§ **Data for processing**

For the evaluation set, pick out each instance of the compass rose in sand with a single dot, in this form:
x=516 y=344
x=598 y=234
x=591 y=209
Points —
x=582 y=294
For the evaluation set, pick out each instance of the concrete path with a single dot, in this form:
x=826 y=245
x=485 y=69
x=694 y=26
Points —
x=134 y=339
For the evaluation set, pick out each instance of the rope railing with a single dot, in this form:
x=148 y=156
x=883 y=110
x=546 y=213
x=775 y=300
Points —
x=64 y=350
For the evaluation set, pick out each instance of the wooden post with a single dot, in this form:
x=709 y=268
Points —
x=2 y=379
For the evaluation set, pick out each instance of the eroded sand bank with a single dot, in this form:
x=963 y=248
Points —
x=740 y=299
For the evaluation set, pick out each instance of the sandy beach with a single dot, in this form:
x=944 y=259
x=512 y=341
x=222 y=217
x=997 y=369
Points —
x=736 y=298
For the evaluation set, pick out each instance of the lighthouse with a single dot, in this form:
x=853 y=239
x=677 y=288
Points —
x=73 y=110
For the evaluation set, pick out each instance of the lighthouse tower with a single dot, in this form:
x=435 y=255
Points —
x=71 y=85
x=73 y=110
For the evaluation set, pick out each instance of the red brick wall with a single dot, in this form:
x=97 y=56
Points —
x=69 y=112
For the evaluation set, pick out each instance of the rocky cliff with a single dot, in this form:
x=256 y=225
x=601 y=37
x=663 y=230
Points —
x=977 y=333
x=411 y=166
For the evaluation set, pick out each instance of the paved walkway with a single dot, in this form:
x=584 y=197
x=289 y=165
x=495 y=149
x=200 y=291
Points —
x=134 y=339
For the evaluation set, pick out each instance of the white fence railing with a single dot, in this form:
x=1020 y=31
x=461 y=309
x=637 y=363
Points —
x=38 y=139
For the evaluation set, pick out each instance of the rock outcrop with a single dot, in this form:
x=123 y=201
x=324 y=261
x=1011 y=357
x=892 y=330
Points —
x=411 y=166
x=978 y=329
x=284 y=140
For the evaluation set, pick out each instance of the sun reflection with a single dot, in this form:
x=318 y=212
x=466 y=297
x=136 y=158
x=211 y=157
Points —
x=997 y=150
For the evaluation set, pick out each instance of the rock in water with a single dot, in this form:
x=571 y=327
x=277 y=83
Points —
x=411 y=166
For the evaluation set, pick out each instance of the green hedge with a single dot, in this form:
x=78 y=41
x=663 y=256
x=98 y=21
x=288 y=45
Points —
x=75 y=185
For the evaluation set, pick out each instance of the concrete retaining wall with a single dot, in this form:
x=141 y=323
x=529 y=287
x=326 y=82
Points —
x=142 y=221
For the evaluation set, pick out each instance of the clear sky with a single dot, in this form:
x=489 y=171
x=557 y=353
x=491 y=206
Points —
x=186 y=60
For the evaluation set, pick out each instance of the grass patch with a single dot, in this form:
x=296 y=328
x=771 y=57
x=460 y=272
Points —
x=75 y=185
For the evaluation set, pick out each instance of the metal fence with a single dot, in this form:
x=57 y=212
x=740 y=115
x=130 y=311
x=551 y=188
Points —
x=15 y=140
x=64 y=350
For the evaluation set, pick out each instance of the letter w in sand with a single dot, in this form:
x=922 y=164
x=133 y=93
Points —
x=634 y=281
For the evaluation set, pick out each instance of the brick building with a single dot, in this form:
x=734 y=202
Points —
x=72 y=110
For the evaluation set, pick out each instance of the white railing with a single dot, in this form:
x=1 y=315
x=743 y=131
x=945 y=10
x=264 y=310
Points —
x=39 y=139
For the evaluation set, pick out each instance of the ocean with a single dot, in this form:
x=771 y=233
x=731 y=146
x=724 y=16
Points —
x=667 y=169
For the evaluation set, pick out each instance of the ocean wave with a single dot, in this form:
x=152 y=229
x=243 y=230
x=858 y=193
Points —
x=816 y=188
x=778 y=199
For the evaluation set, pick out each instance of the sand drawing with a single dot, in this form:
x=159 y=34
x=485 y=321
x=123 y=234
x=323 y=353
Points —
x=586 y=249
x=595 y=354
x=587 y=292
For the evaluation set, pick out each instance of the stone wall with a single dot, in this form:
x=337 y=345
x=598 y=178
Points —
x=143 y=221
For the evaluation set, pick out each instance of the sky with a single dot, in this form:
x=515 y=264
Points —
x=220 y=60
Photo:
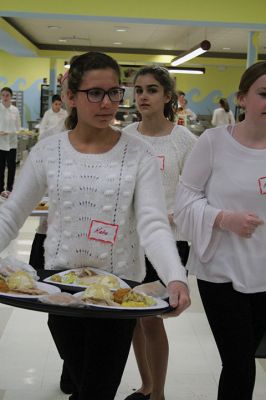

§ **The task**
Format every line of the records above as a JSON array of strings, one string per line, skipping blank lines. Leave the pictures out.

§ **Solution to the problem**
[
  "For the evaluation set, pick out each instance of the compass rose in sand with a single dot, in this form:",
  "x=516 y=344",
  "x=598 y=234",
  "x=591 y=209",
  "Points —",
  "x=582 y=294",
  "For the evaluation set, pick out each instance of the concrete path with a single dot, in this form:",
  "x=826 y=245",
  "x=485 y=69",
  "x=694 y=26",
  "Points —",
  "x=134 y=339",
  "For the evaluation set, pick out each instance of the rope railing with a single dot, in this form:",
  "x=148 y=156",
  "x=883 y=110",
  "x=546 y=213",
  "x=775 y=300",
  "Points —",
  "x=64 y=350",
  "For the evaluation set, pick out each instance of the wooden post with a single dot, in this form:",
  "x=709 y=268",
  "Points —",
  "x=2 y=379",
  "For the evaluation set, pick out each instance of the eroded sand bank with a single dot, in this form:",
  "x=963 y=248",
  "Points —",
  "x=740 y=299",
  "For the evaluation set, pick out each instance of the sandy beach with a single dot, in this form:",
  "x=944 y=259",
  "x=512 y=341",
  "x=222 y=217",
  "x=997 y=369",
  "Points —",
  "x=736 y=298",
  "For the evaluation set, pick out each instance of the lighthouse with a single dot, in this form:",
  "x=853 y=239",
  "x=677 y=288",
  "Points —",
  "x=73 y=110",
  "For the evaluation set, pick out each instance of the lighthouse tower with a single dot, in this form:",
  "x=435 y=255",
  "Points —",
  "x=71 y=85",
  "x=73 y=110",
  "For the evaluation set, pick out each instance of the red brick wall with a single dot, in this form:",
  "x=97 y=56",
  "Points —",
  "x=69 y=112",
  "For the evaluation set, pick out each instance of the rocky cliff with a single dot, in this form:",
  "x=256 y=225",
  "x=601 y=37",
  "x=663 y=230",
  "Points —",
  "x=977 y=333",
  "x=411 y=166",
  "For the evaluation set, pick out each instance of the paved walkway with a single dot, in this form:",
  "x=584 y=197",
  "x=289 y=165",
  "x=495 y=149",
  "x=200 y=291",
  "Points —",
  "x=134 y=339",
  "For the evaluation set, pick out each instance of the white fence railing with a single dot, in this form:",
  "x=1020 y=31",
  "x=461 y=309",
  "x=637 y=363",
  "Points —",
  "x=38 y=139",
  "For the evaluation set, pick out each instance of the rock outcrop with a single dot, in this form:",
  "x=123 y=201",
  "x=324 y=261",
  "x=1011 y=357",
  "x=892 y=330",
  "Points —",
  "x=411 y=166",
  "x=978 y=329",
  "x=284 y=140",
  "For the evaluation set, pick out each instance of the sun reflection with a single dot, in this form:",
  "x=318 y=212",
  "x=466 y=297",
  "x=136 y=158",
  "x=211 y=157",
  "Points —",
  "x=997 y=150",
  "For the evaluation set, pick out each instance of the rock in water with a single dot, in this form:",
  "x=571 y=327",
  "x=277 y=83",
  "Points —",
  "x=411 y=166",
  "For the evaluation set, pick out each instance of the green hedge with a single dot, in this form:",
  "x=78 y=41",
  "x=663 y=256",
  "x=98 y=21",
  "x=288 y=45",
  "Points —",
  "x=75 y=185",
  "For the evaluation set, pick out each instance of the concrete retaining wall with a single dot, in this form:",
  "x=141 y=323",
  "x=529 y=287",
  "x=326 y=82",
  "Points —",
  "x=142 y=221",
  "For the evaluation set, pick out each instance of the clear sky with a single dot, in this form:",
  "x=489 y=171",
  "x=557 y=353",
  "x=491 y=206",
  "Points —",
  "x=186 y=60",
  "For the evaluation set, pick out each instance of the grass patch with a single dot, in this form:",
  "x=296 y=328",
  "x=771 y=57",
  "x=460 y=272",
  "Points —",
  "x=75 y=185",
  "For the evaluation set, pick out each instance of the metal fence with a single dot, in this form:",
  "x=57 y=212",
  "x=740 y=115",
  "x=130 y=311",
  "x=551 y=188",
  "Points —",
  "x=15 y=140",
  "x=64 y=350",
  "For the evaluation set, pick out each instance of the letter w in sand with a single dot, in this form:",
  "x=922 y=164",
  "x=133 y=93",
  "Points —",
  "x=634 y=281",
  "For the evaluation set, pick out each instance of the brick building with a single dot, in this form:",
  "x=734 y=202",
  "Points —",
  "x=72 y=110",
  "For the evaluation set, pick out each instance of the white railing with a single dot, in this form:",
  "x=1 y=315",
  "x=743 y=131",
  "x=945 y=10",
  "x=264 y=310",
  "Points —",
  "x=39 y=139",
  "For the evaluation set, pick out each instance of the ocean with a single dot, in this form:",
  "x=771 y=233",
  "x=731 y=146",
  "x=724 y=16",
  "Points —",
  "x=667 y=169",
  "For the evaluation set, pick out each instance of the ocean wave with a single dot, in this form:",
  "x=152 y=229",
  "x=243 y=230",
  "x=858 y=193",
  "Points —",
  "x=816 y=188",
  "x=778 y=199",
  "For the evaluation set, pick out each instance of the sand drawing with a single dot, in this form:",
  "x=159 y=34",
  "x=485 y=321",
  "x=123 y=234",
  "x=323 y=353",
  "Points —",
  "x=586 y=249",
  "x=595 y=354",
  "x=587 y=292",
  "For the evaluation set, pick out each instance of the stone wall with a single dot, in this form:",
  "x=337 y=345",
  "x=598 y=178",
  "Points —",
  "x=143 y=221",
  "For the evaluation set, pick out each instance of the sky with a single dot, in this form:",
  "x=515 y=264",
  "Points —",
  "x=220 y=60",
  "Photo:"
]